Goal:
Reproduce each of the following lines verbatim, omitting the pictures from your reply.

Provided data:
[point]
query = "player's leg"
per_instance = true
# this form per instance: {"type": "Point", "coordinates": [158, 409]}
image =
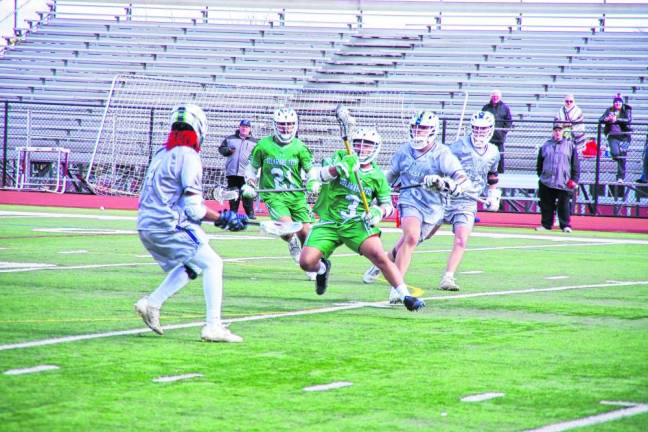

Solved problem:
[point]
query = "player's leg"
per_instance = true
# this form per instance: {"type": "Point", "coordinates": [158, 409]}
image =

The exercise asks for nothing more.